Близким к христианству виделся Новалису и греческий дух, дух безмятежности и гармонии. Но только христианству удалось исполнить эту гармонию, осмыслив смерть. В одном из «Гимнов к ночи» он говорит словами рапсода, пришедшего из Греции: «С далекого брега, рожденный под благостным небом Эллады, пришел певец в Палестину отдать свое сердце юноше чудотворящему». Сама «ночь» символизирует, в пику «свету» просветителей, Абсолют (вспомним теневые образы мистической философии). Но и крест — «несгораемый триумфальный стяг рода человеческого» — символ победы над смертью. Лишь он, по мнению Новалиса, может поддержать нас в страдании и мучительной борьбе с жизненными невзгодами.

◆ **Цель задания A**: Изложите отрывок о Новалисе в двух предложениях.
◆ **Цель задания B**: Продолжите отрывок о Новалисе с того места, на котором он заканчивается.

◆ **Исходные данные**:
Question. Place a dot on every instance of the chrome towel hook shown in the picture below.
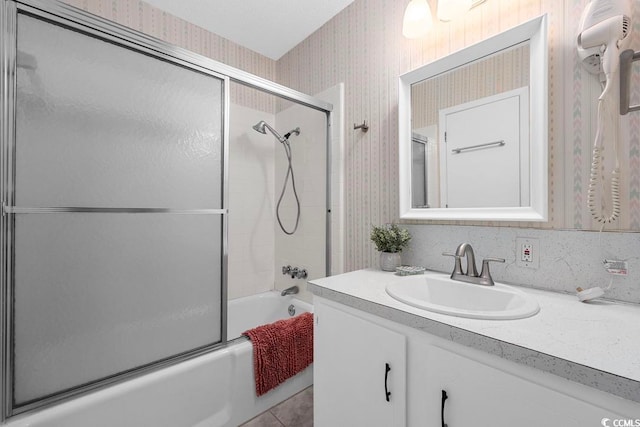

◆ **Итоговый результат A**: Новалис видел греческий дух безмятежности и гармонии близким к христианству, но считал, что исполнить эту гармонию удалось только христианству, поскольку оно осмыслило смерть. Ночь у него символизирует Абсолют в пику «свету» просветителей, а крест служит символом победы над смертью и, по его мнению, один может поддержать нас в страдании и борьбе с жизненными невзгодами.

◆ **Итоговый результат B**:
Фридрих Даниил Эрнст Шлейермахер родился в Бреславле в 1768 г. В 1797 г. он сотрудничает с Ф. Шлегелем в «Атенее». Затем он преподает в Галле, а с 1810 г. — в Берлинском университете. Широко известны его работы «Рассуждения о религии» (1799) и «Монологи» (1800). В 1822 г. он опубликовал «Доктрину веры», посвященную протестантской догматике. С 1804-го по 1828 г. он переводит платоновские диалоги, оснащая их предисловиями и замечаниями, публикует лекции по диалектике, этике, эстетике и, что особенно важно, герменевтике. Остановимся, во-первых, на романтической интерпретации религии, во-вторых, на новом прочтении Платона и, в- третьих, на герменевтике Шлейермахера.
Фридрих Даниил Эрнст Шлейермахер (1768—1834)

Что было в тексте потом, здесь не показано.